*УСЛОВИЕ ЗАДАЧИ*.
Сколько верст в сутки жандарму было велено проезжать, согласно исходному тексту?

*ИСХОДНЫЙ ТЕКСТ*.
------------------------

ГЛАВА ХIII
Утром 10 апреля жандармский офицер привез меня в дом генерал-губернатора. Там, в секретном отделении канцелярии, позволено было родственникам проститься со мною.
Разумеется, все это было неловко и щемило душу — шныряющие шпионы, писаря, чтение инструкции жандарму, который должен был меня везти, невозможность (222) сказать что-нибудь без свидетелей, — словом, оскорбительнее и печальнее обстановки нельзя было придумать.
Я вздохну?! когда коляска покатилась, наконец, по Владимирке.
На станции где-то я написал эти два стиха, которые равно хорошо идут к преддверию ада и к сибирскому тракту.
В семи верстах от Москвы есть трактир, называемый «Перовым». Там меня обещался ждать один из близких друзей. Я предложил жандарму выпить водки, он согласился; от городу было далеко. Мы взошли, но приятеля там не было. Я мешкал в трактире всеми способами, жандарм не хотел больше ждать, ямщик трогал коней — вдруг несется тройка и прямо к трактиру, я бросился к двери… двое незнакомых гуляющих купеческих сынков шумно слезали с телеги. Я посмотрел вдаль — ни одной движущейся точки, ни одного человека не было видно на дороге к Москве… Горько было садиться и ехать. Я дал двугривенный ямщику, и мы понеслись, как из лука стрела.
Мы ехали, не останавливаясь; жандарму велено было делать не менее двухсот верст в сутки. Это было бы сносно, но только не в начале апреля. Дорога местами была покрыта льдом, местами водой и грязью; притом, подвигаясь к Сибири, она становилась хуже и хуже с каждой станцией:
Первый путевой анекдот был в Покрове.
Мы потеряли несколько часов за льдом, который шел по реке, прерывая все сношения с другим берегом. Жандарм торопился; вдруг станционный смотритель в Покрове объявляет, что лошадей нет. Жандарм показывает, что в подорожной сказано: давать из курьерских, если нет почтовых. Смотритель отзывается, что лошади взяты под товарища министра внутренних дел. Как разумеется, жандарм стал спорить, шуметь; смотритель побежал доставать обывательских лошадей. Жандарм отправился с ним.
Надоело мне дожидаться их в нечистой комнате станционного смотрителя. Я вышел за ворота и стал ходить (223) перед домом. Это была первая прогулка без солдата после девятимесячного заключения.
Я ходил с полчаса, как вдруг повстречался мне человек в мундирном сертуке без эполет и с голубым pour le merite[161] на шее. Он с чрезвычайной настойчивостью посмотрел на меня, прошел, тотчас возвратился и с дерзким видом спросил меня:
— Вас везет жандарм в Пермь?

------------------------

*ПРЕДОСТАВЛЕННЫЕ СВЕДЕНИЯ*.

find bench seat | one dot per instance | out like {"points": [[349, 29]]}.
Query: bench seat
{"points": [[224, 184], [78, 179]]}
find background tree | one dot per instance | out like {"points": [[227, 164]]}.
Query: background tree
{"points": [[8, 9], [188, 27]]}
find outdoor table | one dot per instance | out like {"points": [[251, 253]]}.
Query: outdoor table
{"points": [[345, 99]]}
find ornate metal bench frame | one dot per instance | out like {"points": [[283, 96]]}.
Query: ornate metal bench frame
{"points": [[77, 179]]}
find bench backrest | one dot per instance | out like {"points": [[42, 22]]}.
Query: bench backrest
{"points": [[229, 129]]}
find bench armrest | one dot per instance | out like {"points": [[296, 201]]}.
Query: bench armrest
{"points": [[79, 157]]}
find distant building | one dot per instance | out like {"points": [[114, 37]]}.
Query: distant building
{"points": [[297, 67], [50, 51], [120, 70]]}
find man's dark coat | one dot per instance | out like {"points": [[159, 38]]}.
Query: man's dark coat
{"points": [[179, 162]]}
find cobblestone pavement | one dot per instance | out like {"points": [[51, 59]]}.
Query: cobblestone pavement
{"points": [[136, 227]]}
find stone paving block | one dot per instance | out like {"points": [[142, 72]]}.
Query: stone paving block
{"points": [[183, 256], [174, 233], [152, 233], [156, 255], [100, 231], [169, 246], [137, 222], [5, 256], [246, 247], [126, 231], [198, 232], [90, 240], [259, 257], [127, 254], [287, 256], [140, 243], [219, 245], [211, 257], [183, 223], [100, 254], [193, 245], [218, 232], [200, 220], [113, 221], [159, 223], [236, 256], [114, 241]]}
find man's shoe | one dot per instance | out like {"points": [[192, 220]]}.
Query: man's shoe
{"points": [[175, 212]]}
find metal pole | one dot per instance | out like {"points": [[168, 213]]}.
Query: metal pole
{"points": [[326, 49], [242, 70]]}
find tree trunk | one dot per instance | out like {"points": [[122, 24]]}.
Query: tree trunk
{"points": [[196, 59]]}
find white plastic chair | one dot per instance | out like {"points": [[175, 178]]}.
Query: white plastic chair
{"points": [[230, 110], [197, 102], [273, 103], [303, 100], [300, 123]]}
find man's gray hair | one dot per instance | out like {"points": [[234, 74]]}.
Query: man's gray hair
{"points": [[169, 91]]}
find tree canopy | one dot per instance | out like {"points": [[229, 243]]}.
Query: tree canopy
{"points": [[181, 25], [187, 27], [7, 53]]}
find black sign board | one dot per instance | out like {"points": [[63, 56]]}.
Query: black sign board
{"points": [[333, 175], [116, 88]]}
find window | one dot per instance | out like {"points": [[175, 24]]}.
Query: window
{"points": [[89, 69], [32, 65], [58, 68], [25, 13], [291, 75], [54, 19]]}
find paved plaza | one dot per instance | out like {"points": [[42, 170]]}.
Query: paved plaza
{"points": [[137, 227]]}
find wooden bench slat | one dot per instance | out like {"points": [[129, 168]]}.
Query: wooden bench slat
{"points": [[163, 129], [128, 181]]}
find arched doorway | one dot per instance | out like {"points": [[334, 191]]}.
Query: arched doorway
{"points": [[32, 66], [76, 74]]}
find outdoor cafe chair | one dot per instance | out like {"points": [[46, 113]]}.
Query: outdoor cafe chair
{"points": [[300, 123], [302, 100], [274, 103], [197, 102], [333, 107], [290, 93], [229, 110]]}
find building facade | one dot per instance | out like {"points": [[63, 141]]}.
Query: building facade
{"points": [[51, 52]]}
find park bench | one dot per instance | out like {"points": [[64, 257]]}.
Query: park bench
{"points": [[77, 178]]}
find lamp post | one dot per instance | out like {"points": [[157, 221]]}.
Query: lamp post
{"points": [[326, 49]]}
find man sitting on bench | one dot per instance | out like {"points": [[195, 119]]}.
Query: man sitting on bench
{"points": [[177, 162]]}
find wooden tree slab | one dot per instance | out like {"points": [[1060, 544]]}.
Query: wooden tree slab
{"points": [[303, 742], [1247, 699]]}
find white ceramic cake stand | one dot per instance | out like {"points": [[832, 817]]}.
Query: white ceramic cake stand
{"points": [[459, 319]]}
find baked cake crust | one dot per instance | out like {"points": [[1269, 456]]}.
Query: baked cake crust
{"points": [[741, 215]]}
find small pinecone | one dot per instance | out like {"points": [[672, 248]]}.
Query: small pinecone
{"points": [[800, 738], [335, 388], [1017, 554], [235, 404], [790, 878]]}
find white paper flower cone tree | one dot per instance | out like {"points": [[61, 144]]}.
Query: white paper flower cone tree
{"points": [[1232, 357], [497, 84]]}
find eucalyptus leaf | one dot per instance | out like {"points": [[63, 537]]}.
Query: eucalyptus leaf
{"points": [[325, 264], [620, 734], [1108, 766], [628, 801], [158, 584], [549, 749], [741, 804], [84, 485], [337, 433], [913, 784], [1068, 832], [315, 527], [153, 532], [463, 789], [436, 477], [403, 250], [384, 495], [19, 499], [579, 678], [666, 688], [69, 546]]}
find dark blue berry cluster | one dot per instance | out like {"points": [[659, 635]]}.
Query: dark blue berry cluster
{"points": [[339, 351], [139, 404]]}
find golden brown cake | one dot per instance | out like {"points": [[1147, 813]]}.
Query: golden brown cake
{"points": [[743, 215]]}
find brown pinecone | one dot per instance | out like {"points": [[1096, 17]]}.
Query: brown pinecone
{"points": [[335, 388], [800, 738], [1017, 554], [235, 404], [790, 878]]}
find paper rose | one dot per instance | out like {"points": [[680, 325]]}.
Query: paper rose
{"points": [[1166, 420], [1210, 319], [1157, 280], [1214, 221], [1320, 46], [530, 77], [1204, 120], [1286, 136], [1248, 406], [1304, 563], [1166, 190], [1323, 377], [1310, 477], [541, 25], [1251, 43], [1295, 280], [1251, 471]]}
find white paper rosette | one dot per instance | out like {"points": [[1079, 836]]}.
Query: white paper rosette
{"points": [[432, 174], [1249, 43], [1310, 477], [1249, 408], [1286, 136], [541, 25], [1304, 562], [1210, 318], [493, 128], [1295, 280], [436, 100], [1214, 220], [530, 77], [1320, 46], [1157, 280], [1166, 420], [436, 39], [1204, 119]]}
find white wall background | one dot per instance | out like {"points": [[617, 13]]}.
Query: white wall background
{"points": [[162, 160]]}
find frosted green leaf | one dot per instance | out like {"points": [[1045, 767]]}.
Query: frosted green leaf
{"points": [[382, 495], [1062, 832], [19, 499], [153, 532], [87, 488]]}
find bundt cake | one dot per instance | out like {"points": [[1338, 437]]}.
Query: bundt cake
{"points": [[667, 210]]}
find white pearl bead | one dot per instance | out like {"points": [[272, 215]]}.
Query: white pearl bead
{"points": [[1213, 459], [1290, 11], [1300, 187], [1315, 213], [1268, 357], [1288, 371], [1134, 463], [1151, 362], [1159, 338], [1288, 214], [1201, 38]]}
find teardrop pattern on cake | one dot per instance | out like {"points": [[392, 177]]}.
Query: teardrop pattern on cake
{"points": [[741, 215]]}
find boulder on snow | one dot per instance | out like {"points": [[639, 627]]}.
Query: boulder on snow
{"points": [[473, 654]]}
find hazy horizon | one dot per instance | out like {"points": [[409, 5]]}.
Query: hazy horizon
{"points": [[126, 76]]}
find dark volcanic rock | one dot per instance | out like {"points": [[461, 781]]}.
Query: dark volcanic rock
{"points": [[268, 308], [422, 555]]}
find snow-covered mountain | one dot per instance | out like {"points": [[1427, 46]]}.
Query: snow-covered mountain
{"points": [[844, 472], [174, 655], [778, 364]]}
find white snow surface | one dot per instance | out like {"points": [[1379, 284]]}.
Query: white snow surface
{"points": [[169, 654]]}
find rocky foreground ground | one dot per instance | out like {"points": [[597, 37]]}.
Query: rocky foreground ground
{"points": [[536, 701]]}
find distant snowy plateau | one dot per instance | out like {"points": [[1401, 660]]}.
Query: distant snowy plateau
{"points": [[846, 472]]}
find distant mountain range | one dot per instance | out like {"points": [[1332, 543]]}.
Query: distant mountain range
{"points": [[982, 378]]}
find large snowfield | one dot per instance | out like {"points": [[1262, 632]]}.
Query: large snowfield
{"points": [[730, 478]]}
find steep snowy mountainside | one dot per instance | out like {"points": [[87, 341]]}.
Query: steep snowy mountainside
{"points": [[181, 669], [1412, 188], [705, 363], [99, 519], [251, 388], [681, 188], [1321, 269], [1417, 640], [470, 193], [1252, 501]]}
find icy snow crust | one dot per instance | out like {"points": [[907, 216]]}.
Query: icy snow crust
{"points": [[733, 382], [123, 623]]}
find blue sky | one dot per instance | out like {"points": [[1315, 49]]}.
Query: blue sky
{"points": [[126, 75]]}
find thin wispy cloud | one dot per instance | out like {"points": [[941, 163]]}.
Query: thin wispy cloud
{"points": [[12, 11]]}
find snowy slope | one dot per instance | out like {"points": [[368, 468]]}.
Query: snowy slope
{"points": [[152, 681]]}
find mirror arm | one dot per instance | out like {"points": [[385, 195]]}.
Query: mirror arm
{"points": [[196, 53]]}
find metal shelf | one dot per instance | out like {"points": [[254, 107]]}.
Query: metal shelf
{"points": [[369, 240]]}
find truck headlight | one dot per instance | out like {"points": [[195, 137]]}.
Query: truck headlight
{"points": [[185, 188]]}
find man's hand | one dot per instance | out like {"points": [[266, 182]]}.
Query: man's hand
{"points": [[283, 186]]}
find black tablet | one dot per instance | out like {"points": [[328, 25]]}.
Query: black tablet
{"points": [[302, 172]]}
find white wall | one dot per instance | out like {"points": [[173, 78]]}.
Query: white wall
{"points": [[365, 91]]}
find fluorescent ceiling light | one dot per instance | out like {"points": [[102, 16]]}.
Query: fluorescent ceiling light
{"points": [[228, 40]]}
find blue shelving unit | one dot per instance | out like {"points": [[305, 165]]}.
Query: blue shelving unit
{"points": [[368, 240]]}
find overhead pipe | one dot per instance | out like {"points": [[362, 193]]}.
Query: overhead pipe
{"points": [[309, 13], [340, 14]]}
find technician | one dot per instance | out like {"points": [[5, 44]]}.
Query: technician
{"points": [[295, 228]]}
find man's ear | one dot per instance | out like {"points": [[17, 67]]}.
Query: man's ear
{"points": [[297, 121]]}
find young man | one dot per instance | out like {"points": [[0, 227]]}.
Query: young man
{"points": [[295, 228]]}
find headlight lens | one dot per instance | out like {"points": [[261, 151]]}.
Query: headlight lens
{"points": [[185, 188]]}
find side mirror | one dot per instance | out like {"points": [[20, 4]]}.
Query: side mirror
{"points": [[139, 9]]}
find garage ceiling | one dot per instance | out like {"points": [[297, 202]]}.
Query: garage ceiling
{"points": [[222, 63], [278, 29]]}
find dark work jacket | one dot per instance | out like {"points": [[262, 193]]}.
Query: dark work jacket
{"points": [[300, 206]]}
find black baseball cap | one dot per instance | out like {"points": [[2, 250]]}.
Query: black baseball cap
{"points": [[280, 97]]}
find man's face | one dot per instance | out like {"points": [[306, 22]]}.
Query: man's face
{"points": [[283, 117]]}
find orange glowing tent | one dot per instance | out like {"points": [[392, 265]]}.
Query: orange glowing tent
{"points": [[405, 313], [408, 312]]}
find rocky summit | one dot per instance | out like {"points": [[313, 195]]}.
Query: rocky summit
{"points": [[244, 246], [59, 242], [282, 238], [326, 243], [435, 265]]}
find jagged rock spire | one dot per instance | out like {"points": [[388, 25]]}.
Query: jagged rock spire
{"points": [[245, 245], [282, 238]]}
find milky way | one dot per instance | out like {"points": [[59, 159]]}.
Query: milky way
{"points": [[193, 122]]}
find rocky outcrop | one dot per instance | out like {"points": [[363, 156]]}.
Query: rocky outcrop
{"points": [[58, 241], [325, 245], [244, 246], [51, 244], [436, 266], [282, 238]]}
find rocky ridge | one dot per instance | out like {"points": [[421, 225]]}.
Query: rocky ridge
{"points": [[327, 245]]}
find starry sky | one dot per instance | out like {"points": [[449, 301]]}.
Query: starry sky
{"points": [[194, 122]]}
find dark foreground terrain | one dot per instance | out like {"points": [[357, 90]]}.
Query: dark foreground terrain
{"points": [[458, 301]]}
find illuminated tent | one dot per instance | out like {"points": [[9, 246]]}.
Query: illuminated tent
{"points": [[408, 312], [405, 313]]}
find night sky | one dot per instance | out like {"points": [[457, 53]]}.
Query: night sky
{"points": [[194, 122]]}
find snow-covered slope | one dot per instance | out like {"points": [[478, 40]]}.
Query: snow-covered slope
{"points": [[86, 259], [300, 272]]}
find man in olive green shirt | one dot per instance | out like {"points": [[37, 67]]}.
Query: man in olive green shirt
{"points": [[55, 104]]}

------------------------

*ПИСЬМЕННЫЙ ОТВЕТ*.
Не менее двухсот верст в сутки.